- Requirement 1
According to the article about George W. Bush's visit to Zambia, which newspaper interviewed Michael Sata earlier that year?
- Requirement 2
Continue the article about George W. Bush's visit to Zambia from its last sentence.

- Document section
%%
When a former President of the United States (or any country, for that matter) comes to your country to invest millions of dollars into a women’s healthcare clinic, generally, no matter what you may think of him, you are polite enough to be gracious and statesmenlike.
Instead, that wasn’t the treatment received by George W. Bush, who spent his July 4th holiday in Zambia on a charity mission. During a concluding press conference at State House, President Michael Sata viciously insulted him as a “colonialist” who had come back to Zambia repay his debts from all the riches he had stolen from Africa.
“The most interesting thing, previously there used to be four great countries: United States of America, United Kingdom, Russia and France. And you have all drifted away; you have abandoned Africa after taking all our raw commodities, our raw materials and build your cities,” President Sata said during his public attack against Bush at State House. ”I mean, as far as you are concerned Africa doesn’t exist. And when we have a former colonialist like you coming back to pay back what you took out of this country we are grateful.”
The impromptu attack did not sit well with President Bush, who quickly interjected and told Sata that he was wrong to brand America as such when it actually also fought colonialism itself exactly 236 years ago, and furthermore has never held any colonial territory in Africa. President Bush interrupted President Sata to say that America had never been a colonialist, but freed itself from colonialism just like Zambia.
“Mr. President, I don’t want to be argumentative, but America was never a colonial nation. We broke free like you broke free from those who wanted to colonise us,” he said. ”France might have been a colonial nation, Britain might have been a colonial nation, but not the United States of America,” Bush said, prompting laughter from the audience.
President Sata however insisted that America was a colonialist state because it had financial influence.
“The United States has money,” Sata said. ”When they had money, the big colonisers depended on American money. The Americans did not physically colonise us, but at the same time, the Americans still have scars of slavery. And if you have the scars of slavery whether you colonised or you didn’t colonise us you still have those scars.”
It is not the first time Mr Sata has bemoaned the waning role of the West in Africa. In an interview with The Daily Telegraph earlier this year, he said he was keen for his country’s former colonial master Britain to increase its influence to counterbalance a now heavy Chinese presence against which he campaigned so fiercely in previous elections. “Better the devil you know than one you don’t,” he added.
%%
- Excerpted data
%%
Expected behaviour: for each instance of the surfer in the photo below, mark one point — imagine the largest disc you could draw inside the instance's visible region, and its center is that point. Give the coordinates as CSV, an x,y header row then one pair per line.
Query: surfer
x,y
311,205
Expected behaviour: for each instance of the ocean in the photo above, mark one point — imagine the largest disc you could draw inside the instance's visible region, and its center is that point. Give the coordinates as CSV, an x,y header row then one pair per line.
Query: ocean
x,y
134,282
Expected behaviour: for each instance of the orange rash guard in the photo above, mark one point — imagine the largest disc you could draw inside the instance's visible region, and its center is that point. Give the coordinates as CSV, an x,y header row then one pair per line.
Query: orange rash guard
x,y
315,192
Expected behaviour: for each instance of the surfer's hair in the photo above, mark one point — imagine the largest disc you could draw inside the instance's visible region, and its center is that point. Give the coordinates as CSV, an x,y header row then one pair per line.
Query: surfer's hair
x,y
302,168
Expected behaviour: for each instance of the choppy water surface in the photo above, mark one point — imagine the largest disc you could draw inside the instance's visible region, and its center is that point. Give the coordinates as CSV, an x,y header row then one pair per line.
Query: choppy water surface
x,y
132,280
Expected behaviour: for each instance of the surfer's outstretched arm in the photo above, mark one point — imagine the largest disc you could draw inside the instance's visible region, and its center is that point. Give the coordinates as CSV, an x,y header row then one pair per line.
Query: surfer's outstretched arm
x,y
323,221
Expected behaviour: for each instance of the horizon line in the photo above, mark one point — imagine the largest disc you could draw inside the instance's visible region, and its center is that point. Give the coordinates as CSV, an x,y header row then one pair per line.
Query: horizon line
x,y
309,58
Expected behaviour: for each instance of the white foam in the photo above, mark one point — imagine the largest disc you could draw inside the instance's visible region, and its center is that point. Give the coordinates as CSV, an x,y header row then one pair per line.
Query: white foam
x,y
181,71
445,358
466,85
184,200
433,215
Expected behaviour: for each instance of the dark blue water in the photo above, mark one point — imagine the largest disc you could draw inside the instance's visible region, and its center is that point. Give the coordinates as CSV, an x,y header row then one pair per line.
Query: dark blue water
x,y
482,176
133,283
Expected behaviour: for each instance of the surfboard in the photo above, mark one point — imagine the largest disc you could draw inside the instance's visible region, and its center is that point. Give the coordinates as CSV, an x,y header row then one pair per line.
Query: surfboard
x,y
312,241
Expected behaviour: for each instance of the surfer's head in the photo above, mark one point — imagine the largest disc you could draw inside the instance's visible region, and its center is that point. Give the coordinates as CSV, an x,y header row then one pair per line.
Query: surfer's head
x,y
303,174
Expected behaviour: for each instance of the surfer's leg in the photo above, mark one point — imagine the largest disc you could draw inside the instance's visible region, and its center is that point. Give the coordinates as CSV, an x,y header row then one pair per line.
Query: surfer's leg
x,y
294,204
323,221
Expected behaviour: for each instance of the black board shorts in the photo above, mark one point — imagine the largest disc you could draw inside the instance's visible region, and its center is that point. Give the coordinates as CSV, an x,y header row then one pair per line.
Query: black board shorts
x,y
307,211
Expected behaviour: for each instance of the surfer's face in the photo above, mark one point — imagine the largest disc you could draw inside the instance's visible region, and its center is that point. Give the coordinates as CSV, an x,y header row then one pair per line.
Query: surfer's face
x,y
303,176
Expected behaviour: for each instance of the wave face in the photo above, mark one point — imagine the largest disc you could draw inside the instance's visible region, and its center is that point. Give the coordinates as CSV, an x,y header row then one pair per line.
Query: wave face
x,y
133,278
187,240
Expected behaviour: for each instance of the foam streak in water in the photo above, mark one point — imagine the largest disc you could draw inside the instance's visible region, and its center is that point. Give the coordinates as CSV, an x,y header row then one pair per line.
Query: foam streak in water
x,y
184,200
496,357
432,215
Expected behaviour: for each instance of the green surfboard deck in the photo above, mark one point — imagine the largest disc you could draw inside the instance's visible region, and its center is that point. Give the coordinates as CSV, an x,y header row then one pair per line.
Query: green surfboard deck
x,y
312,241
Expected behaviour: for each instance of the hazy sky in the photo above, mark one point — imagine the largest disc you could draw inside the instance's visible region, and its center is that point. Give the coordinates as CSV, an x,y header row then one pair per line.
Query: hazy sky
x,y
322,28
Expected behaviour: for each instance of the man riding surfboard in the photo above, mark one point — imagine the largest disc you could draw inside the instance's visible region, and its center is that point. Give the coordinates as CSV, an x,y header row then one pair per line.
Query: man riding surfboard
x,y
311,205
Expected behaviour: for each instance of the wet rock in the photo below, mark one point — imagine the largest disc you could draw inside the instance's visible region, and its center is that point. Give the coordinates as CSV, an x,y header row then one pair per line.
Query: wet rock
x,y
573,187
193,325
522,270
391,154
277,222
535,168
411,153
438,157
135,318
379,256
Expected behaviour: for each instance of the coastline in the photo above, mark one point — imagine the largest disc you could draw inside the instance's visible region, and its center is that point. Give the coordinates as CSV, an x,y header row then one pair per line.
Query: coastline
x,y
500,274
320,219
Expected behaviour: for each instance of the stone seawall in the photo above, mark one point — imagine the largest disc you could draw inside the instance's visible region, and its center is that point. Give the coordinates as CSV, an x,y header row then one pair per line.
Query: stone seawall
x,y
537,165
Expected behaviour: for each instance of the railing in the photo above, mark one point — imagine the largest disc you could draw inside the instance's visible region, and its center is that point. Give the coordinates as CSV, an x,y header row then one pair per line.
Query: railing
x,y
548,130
%%
- Exercise response 1
The Daily Telegraph

- Exercise response 2
The Bushes were 15 minutes late to State House, having driven 90 miles from the northern city of Kabwe, where they had opened a health clinic refurbished with their money which will offer cervical and breast cancer screening to locals.
As he awaited Mr Bush’s arrival, Mr Sata complained to Priscilla Hernandez, the United States public affairs officer, that he did not like being kept waiting.
“Bush is former president; he is not the current president of the United States so I cannot be waiting for him,” he said.
“The young man is lucky that he is the first American leader to have brought money to Africa through his Millennium Challenge Account; that’s why I’m standing here. Otherwise if it was somebody else, I would have handed him over to one of my ministers to meet him.”
United States Embassy in Lusaka is compiling a report on the humiliation of their former president George W. Bush by Zambian president Michael Sata, the Watchdog has been informed.
And the Watchdog understands that Sata’s sudden attack on Bush could be linked to a visit by a Zimbabwean minister at State House the day before Sata attacked Bush. (…)
The embassy is said to be compiling a report for submission to the Secretary of State Hillary Clinton.
Other information received by the Watchdog indicate that Zimbabwe’s Robert Mugabe sent one of his ministers to meet Sata on Tuesday or Wednesday morning just before Bush was scheduled to meet Sata.
The name of the minister is not yet known and what they discussed is not yet known except that the Zimbabwean minister delivered a message.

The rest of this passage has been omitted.